[Task directions]: Find the line that contains "Where can you spot the beige" and print it and every line after it, exactly, please.

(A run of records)
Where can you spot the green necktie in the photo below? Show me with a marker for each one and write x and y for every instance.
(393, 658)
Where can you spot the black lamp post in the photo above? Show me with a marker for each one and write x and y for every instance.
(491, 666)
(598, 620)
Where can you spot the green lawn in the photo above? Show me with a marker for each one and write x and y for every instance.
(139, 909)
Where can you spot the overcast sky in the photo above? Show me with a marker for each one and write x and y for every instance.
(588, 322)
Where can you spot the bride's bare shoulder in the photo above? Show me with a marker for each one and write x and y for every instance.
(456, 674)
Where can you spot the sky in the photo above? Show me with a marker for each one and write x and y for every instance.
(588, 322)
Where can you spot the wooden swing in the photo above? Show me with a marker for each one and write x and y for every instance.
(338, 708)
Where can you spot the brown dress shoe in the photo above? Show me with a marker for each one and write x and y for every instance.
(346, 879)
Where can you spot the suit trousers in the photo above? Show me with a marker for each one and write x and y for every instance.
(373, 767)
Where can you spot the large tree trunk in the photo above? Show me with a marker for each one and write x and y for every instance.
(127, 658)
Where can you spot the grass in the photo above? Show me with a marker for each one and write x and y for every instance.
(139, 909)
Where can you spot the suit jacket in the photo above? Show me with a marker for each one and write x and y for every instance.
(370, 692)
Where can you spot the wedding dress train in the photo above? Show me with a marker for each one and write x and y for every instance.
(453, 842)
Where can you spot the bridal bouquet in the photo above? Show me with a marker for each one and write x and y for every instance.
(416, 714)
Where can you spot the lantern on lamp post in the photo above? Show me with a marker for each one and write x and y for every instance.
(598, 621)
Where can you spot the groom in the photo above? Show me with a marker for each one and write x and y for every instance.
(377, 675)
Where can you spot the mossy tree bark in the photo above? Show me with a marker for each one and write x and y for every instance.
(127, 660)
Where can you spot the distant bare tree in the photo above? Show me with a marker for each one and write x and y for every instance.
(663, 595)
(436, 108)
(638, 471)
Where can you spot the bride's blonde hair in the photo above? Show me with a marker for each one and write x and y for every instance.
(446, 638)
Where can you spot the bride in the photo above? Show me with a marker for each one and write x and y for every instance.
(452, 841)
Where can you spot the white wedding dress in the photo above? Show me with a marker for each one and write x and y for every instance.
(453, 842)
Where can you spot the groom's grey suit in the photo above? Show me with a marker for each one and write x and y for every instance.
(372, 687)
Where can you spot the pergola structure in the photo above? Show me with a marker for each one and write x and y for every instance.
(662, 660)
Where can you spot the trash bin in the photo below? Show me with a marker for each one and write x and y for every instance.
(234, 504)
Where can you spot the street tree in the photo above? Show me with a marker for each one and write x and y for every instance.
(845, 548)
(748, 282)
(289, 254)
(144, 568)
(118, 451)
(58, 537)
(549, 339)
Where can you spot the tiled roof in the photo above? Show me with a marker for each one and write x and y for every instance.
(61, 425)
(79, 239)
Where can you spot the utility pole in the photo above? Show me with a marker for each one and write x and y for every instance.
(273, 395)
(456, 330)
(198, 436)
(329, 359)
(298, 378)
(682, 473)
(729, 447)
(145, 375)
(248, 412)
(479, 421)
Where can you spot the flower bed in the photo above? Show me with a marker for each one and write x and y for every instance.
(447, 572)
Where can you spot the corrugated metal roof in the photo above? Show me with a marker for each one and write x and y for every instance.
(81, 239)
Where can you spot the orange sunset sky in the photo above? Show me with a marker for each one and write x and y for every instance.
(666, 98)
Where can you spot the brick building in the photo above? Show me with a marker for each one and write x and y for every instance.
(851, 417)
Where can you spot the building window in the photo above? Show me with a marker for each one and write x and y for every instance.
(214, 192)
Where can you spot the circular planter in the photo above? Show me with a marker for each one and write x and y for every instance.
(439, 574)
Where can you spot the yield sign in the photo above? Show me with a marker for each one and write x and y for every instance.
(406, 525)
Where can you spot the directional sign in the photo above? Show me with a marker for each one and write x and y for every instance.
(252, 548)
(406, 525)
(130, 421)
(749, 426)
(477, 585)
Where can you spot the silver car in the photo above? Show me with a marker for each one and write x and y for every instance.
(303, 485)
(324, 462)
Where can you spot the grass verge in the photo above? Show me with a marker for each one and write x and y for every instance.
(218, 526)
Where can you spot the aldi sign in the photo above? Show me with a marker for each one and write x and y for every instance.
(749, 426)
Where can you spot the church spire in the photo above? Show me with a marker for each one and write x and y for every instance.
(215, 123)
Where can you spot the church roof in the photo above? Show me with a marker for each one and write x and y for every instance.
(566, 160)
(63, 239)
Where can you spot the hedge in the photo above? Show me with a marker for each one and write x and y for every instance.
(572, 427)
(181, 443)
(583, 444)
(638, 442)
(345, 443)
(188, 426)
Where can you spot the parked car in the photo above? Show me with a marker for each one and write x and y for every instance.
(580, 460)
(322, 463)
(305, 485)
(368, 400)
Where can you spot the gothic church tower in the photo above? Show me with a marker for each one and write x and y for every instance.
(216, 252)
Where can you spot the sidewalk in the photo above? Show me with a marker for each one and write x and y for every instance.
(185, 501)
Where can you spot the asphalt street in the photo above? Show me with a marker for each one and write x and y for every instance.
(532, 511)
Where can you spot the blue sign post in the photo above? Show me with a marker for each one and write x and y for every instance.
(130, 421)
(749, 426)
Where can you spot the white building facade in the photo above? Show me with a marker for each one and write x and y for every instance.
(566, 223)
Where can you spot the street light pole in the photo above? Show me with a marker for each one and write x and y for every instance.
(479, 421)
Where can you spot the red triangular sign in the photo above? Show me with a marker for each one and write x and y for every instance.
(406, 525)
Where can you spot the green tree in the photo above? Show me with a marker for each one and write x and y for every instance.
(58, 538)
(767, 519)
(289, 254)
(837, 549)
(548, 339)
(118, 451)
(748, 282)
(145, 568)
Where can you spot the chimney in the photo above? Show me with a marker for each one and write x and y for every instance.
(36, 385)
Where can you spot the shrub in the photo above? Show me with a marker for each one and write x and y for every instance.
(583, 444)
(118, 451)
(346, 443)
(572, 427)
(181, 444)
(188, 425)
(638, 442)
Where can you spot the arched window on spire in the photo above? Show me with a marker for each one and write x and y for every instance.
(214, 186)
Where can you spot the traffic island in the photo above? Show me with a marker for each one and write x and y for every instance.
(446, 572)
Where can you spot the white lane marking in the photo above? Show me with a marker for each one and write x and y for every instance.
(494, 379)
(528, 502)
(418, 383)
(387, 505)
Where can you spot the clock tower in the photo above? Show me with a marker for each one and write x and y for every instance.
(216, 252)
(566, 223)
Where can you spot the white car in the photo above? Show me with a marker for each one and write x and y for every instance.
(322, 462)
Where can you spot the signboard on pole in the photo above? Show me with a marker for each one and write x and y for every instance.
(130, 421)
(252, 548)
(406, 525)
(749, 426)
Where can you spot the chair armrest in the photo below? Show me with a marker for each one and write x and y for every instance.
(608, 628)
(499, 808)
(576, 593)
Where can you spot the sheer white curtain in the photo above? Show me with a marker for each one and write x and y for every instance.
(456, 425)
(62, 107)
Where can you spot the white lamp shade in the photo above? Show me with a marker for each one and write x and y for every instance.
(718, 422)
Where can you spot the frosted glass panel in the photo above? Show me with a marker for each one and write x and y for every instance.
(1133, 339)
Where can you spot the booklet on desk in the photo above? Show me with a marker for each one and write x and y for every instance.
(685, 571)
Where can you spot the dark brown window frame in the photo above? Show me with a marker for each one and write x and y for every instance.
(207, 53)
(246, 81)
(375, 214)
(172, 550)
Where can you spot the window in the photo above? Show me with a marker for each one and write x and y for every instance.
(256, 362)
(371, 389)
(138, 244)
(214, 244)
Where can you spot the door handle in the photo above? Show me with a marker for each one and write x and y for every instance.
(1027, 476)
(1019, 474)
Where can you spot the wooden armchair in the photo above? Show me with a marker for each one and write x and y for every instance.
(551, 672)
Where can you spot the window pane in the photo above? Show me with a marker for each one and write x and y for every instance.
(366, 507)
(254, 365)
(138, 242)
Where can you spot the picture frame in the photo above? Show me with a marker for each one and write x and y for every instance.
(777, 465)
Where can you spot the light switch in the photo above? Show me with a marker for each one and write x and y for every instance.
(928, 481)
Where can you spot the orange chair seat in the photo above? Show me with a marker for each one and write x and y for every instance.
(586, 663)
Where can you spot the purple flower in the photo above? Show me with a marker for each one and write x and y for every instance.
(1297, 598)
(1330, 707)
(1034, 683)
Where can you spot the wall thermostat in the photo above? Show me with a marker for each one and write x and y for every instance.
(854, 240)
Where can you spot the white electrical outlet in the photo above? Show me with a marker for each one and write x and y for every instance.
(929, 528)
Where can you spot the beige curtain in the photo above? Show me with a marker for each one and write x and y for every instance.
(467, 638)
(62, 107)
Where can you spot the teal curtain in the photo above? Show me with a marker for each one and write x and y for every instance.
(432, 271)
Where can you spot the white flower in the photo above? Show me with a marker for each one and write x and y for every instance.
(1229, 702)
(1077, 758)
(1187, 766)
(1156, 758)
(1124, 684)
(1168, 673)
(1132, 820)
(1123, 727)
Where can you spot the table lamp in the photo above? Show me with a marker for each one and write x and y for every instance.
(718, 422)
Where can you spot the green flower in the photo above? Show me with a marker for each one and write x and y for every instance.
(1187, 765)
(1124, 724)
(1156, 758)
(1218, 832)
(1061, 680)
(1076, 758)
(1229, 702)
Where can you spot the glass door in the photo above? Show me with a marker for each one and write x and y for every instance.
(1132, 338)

[Task output]:
Where can you spot the beige curtain in the photo above? Show me with a marker for each one and write x and y for every instance.
(467, 638)
(62, 107)
Where can you spot the teal curtain in the photo above? Show me with a marker for each one and write x and y for every instance.
(432, 271)
Where can you spot the white flower in the photo above? Show me with a marker for each one and write x and y for every instance.
(1229, 702)
(1077, 758)
(1187, 766)
(1156, 758)
(1124, 684)
(1168, 673)
(1132, 820)
(1123, 727)
Where can you spot the table lamp in the photo above? Show me with a marker for each one and write x and y for every instance.
(718, 422)
Where can you spot the green flower in the photo above? Show me with a marker for each one and write x and y for every instance.
(1187, 765)
(1124, 724)
(1156, 758)
(1218, 832)
(1061, 680)
(1076, 758)
(1229, 702)
Where can you spot the glass door in the photo above? Show me with a marker for each one and write x and y for every instance.
(1132, 338)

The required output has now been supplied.